EXERCISE REQUIREMENTS: Retype every record exactly as it appears.

DATA PROVIDED below:

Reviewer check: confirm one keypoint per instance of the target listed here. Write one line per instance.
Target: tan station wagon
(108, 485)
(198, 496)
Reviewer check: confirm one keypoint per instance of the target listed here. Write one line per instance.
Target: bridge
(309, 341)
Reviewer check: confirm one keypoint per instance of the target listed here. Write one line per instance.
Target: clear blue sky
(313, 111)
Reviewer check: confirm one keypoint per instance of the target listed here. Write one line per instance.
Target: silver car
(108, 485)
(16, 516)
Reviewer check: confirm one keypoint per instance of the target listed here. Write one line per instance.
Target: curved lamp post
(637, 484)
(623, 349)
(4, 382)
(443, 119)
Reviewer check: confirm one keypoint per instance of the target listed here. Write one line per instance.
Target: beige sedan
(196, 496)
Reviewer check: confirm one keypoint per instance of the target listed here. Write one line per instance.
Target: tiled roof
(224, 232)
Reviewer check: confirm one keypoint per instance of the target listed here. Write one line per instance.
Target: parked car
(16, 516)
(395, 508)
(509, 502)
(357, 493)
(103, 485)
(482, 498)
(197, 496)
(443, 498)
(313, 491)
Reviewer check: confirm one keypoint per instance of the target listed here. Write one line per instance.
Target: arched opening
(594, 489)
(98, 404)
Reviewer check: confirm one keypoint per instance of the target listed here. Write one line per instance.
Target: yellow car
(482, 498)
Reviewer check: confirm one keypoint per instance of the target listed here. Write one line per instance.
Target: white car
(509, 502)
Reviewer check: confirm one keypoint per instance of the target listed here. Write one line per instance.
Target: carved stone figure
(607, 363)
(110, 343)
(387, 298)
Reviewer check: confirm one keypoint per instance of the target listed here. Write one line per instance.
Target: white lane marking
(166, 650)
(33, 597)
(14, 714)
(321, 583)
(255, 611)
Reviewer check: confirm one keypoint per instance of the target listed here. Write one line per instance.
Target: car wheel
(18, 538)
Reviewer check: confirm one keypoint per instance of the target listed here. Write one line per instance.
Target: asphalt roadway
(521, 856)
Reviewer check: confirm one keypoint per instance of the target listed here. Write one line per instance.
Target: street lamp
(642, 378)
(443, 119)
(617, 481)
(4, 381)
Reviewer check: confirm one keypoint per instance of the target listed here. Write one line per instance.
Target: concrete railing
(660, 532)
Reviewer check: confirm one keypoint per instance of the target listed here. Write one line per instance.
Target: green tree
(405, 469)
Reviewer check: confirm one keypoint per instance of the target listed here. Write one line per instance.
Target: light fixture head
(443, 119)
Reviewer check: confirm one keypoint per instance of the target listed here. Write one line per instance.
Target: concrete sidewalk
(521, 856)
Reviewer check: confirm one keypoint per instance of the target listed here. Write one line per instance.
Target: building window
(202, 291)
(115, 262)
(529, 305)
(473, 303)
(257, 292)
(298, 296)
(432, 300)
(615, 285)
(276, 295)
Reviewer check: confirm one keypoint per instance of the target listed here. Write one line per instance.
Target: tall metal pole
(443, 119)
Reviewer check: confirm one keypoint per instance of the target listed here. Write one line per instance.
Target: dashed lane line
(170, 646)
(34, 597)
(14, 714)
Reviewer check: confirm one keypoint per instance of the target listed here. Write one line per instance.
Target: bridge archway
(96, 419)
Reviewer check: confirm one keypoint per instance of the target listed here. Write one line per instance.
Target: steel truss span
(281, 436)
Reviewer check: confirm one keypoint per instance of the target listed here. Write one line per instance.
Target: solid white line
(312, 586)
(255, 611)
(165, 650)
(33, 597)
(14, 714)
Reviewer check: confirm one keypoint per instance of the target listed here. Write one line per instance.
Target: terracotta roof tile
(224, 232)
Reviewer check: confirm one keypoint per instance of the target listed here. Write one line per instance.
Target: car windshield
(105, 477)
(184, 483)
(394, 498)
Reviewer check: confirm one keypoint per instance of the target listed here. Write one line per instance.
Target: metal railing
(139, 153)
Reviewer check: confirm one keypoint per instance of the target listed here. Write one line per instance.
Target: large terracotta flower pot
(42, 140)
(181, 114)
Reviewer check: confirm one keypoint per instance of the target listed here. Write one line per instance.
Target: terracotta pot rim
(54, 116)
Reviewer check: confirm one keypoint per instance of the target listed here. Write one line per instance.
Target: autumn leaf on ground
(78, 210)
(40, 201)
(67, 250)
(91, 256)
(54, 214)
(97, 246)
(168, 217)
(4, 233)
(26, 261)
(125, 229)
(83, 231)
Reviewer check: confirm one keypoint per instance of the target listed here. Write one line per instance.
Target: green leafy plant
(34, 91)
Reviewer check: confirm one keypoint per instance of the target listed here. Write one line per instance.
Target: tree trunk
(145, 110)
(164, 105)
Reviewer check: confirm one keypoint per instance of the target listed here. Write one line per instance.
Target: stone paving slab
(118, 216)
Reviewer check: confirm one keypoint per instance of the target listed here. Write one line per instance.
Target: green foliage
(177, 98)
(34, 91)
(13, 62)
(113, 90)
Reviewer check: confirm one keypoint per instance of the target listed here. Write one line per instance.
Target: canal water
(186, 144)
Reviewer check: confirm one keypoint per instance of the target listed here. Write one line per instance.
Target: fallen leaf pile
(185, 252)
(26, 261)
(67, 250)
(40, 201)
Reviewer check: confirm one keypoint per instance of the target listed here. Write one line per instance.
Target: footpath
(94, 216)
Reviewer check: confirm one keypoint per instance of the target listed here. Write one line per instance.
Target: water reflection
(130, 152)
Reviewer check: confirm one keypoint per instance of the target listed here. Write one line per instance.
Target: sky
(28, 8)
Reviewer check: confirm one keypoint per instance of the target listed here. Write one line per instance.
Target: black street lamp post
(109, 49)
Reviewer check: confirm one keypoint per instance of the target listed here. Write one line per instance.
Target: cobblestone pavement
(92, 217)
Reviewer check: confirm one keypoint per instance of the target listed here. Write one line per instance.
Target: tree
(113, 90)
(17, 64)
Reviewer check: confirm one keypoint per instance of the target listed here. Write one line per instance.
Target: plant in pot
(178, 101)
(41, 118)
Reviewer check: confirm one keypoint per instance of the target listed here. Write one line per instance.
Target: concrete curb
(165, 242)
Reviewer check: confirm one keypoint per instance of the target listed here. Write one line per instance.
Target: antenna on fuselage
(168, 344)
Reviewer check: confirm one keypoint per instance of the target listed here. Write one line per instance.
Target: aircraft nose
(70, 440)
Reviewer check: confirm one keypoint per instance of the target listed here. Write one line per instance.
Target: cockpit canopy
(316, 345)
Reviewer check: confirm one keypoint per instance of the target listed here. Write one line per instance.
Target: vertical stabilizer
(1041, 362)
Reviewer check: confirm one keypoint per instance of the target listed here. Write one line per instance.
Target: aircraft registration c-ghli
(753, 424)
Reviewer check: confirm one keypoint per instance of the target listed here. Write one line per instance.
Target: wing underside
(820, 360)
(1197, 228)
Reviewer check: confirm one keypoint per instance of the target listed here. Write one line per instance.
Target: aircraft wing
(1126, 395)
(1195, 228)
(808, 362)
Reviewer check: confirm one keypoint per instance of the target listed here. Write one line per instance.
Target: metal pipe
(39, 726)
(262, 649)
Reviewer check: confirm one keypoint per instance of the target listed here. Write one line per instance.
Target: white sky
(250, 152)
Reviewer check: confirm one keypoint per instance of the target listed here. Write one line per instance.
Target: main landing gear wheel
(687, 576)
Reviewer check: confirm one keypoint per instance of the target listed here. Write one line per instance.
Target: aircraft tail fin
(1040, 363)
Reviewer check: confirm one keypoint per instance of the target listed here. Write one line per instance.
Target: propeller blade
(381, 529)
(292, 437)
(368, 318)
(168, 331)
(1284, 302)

End of DATA PROVIDED.

WRITTEN SOLUTION:
Reviewer check: confirm one keypoint per instance of the target listed here. Write one line per instance.
Target: tan station wagon
(108, 485)
(198, 496)
Reviewer check: confirm one keypoint per instance of the target listed here. Write one line per instance.
Target: bridge
(309, 341)
Reviewer check: confirm one keypoint per instance of the target listed here. Write one line per instance.
Target: clear blue sky
(313, 111)
Reviewer check: confirm one keypoint per instance of the target listed here. Write one line per instance.
Target: silver car
(108, 485)
(16, 516)
Reviewer check: confirm one keypoint per instance of the target listed here. Write one line per instance.
Target: curved lamp post
(637, 484)
(623, 349)
(4, 382)
(443, 119)
Reviewer check: confirm one keypoint per instance of the target listed here. Write one line per instance.
Target: beige sedan
(196, 496)
Reviewer check: confirm one keypoint per instance of the target listed here. Write one line per instance.
Target: tiled roof
(224, 232)
Reviewer check: confirm one keypoint per instance of the target listed here. Write one line per instance.
Target: parked car
(16, 516)
(395, 508)
(509, 502)
(357, 493)
(103, 485)
(482, 498)
(197, 496)
(443, 498)
(313, 491)
Reviewer check: confirm one keypoint per instance of the target listed here. Write one line per instance.
Target: arched opening
(594, 489)
(98, 404)
Reviewer check: confirm one keypoint per instance of the target listed here. Write one line per instance.
Target: yellow car
(482, 498)
Reviewer check: confirm one keypoint per instance of the target listed here. Write one line per instance.
Target: white car
(509, 502)
Reviewer check: confirm one keypoint per instance of the target listed here. Write one line per instance.
Target: carved stone figure
(607, 363)
(110, 343)
(387, 298)
Reviewer check: confirm one keypoint per instance of the target listed here. Write one line per instance.
Target: white lane marking
(166, 650)
(33, 597)
(14, 714)
(321, 583)
(255, 611)
Reviewer check: confirm one keypoint per instance of the target listed here. Write one line per instance.
Target: car wheel
(18, 538)
Reviewer check: confirm one keypoint per instance of the target listed here. Write one line per instance.
Target: asphalt roadway
(521, 856)
Reviewer check: confirm one keypoint per instance of the target listed here. Write one line per instance.
Target: street lamp
(642, 378)
(443, 119)
(617, 481)
(4, 381)
Reviewer check: confirm one keypoint per instance of the target listed here. Write one line per instance.
Target: concrete railing
(660, 532)
Reviewer check: confirm one keypoint per instance of the target listed here. Write one line per instance.
Target: green tree
(405, 469)
Reviewer check: confirm one keypoint per instance of the target listed here. Write one line per instance.
Target: light fixture head
(443, 119)
Reviewer check: confirm one keypoint per instance of the target listed here. Write one line per instance.
Target: concrete sidewalk
(521, 856)
Reviewer check: confirm one keypoint per instance of the target listed here. Write one line per instance.
Target: building window
(202, 291)
(115, 262)
(529, 305)
(473, 303)
(257, 292)
(298, 296)
(432, 300)
(615, 285)
(276, 295)
Reviewer check: confirm one keypoint per instance of the target listed here. Write one line per instance.
Target: tall metal pole
(443, 119)
Reviewer check: confirm one keypoint per instance of the target listed here. Write one line per instance.
Target: dashed lane line
(170, 646)
(34, 597)
(14, 714)
Reviewer check: confirm one keypoint per instance of the target listed here. Write one line per instance.
Target: bridge archway
(96, 419)
Reviewer check: confirm one keypoint per instance of the target listed here. Write one line per instance.
Target: steel truss span
(281, 436)
Reviewer check: confirm one keypoint per instance of the target listed here. Write one line per instance.
Target: solid white line
(312, 586)
(255, 611)
(165, 650)
(33, 597)
(14, 714)
Reviewer check: confirm one keypoint per instance of the target listed here. Write one line per instance.
Target: terracotta roof tile
(224, 232)
Reviewer check: confirm one keypoint per instance of the target listed here. Write one line per instance.
Target: car windshield
(105, 477)
(184, 483)
(394, 498)
Reviewer check: confirm one keypoint per instance of the target listed here. Write one line per instance.
Target: metal railing
(139, 153)
Reviewer check: confirm one keypoint per instance of the target listed here. Write one line per instance.
Target: large terracotta flower pot
(42, 140)
(181, 114)
Reviewer check: confirm one keypoint per instance of the target listed here. Write one line per instance.
Target: terracotta pot rim
(54, 116)
Reviewer check: confirm one keypoint per instance of the target listed here. Write one line per instance.
Target: autumn leaf on ground
(78, 210)
(40, 201)
(67, 250)
(91, 256)
(54, 214)
(97, 246)
(168, 217)
(4, 233)
(26, 261)
(125, 229)
(83, 231)
Reviewer check: confirm one keypoint per instance of the target listed here. Write one line per instance.
Target: green leafy plant
(34, 91)
Reviewer check: confirm one keypoint per instance of the target listed here. Write one line per instance.
Target: tree trunk
(145, 110)
(164, 105)
Reviewer check: confirm one keypoint per instance of the target listed here. Write one line per instance.
Target: stone paving slab
(118, 216)
Reviewer check: confirm one keypoint per instance of the target listed here. Write one line per instance.
Target: green foliage
(177, 98)
(34, 91)
(13, 62)
(113, 90)
Reviewer check: confirm one keypoint per instance of the target listed here. Write one line per instance.
Target: canal water
(186, 144)
Reviewer check: confirm one keypoint per instance of the target listed here. Write one line per instance.
Target: fallen leaf pile
(185, 252)
(26, 261)
(67, 250)
(40, 201)
Reviewer check: confirm one keypoint per instance of the target listed here. Write one line per instance.
Target: footpath
(94, 216)
Reviewer check: confirm one keypoint per instance of the target listed here. Write one line per instance.
Target: water reflection
(130, 152)
Reviewer check: confirm one keypoint per instance of the target listed here. Write one line per instance.
Target: sky
(28, 8)
Reviewer check: confirm one keypoint per instance of the target listed here. Write one line per instance.
Target: black street lamp post
(109, 49)
Reviewer check: confirm one keypoint per instance of the target listed here. Write one line per instance.
Target: cobblestone pavement
(92, 217)
Reviewer check: confirm one keypoint per instance of the target listed here. Write one line per instance.
Target: tree
(113, 90)
(17, 64)
Reviewer check: confirm one keypoint per instance of the target listed here. Write one line per instance.
Target: plant in pot
(178, 101)
(41, 118)
Reviewer check: confirm one keypoint per instance of the target listed here. Write one line per instance.
Target: concrete curb
(165, 242)
Reviewer check: confirm one keypoint per instance of the target listed here. Write one line per instance.
Target: antenna on fuselage
(168, 344)
Reviewer check: confirm one keypoint per instance of the target listed here. Write one line per instance.
Target: aircraft nose
(70, 440)
Reviewer check: confirm one keypoint per instance of the target listed here. Write one line per instance.
Target: cockpit canopy
(316, 345)
Reviewer check: confirm one keypoint per instance of the target listed here. Write one line per instance.
Target: vertical stabilizer
(1041, 362)
Reviewer check: confirm one keypoint per instance of the target listed here. Write one line per instance.
Target: aircraft registration c-ghli
(753, 424)
Reviewer check: confirm one keypoint per instance of the target listed here. Write one line per instance.
Target: wing underside
(820, 360)
(1197, 228)
Reviewer check: confirm one keypoint per instance of the target listed here. Write one line per instance.
Target: aircraft wing
(1126, 395)
(1195, 228)
(808, 362)
Reviewer check: confirm one keypoint per instance of the target listed here. Write one line per instance.
Target: metal pipe
(39, 726)
(262, 649)
Reviewer check: confirm one keypoint per instance of the target listed here. Write one line per instance.
Target: white sky
(250, 152)
Reviewer check: confirm one keypoint per instance of the target listed here. Write one line per instance.
Target: main landing gear wheel
(687, 576)
Reviewer check: confirm one keypoint per instance of the target listed here. Write one line per instance.
Target: aircraft tail fin
(1040, 363)
Reviewer check: confirm one keypoint per instance of the target listed here. Write one line per instance.
Target: propeller blade
(381, 529)
(292, 437)
(368, 318)
(168, 331)
(1284, 302)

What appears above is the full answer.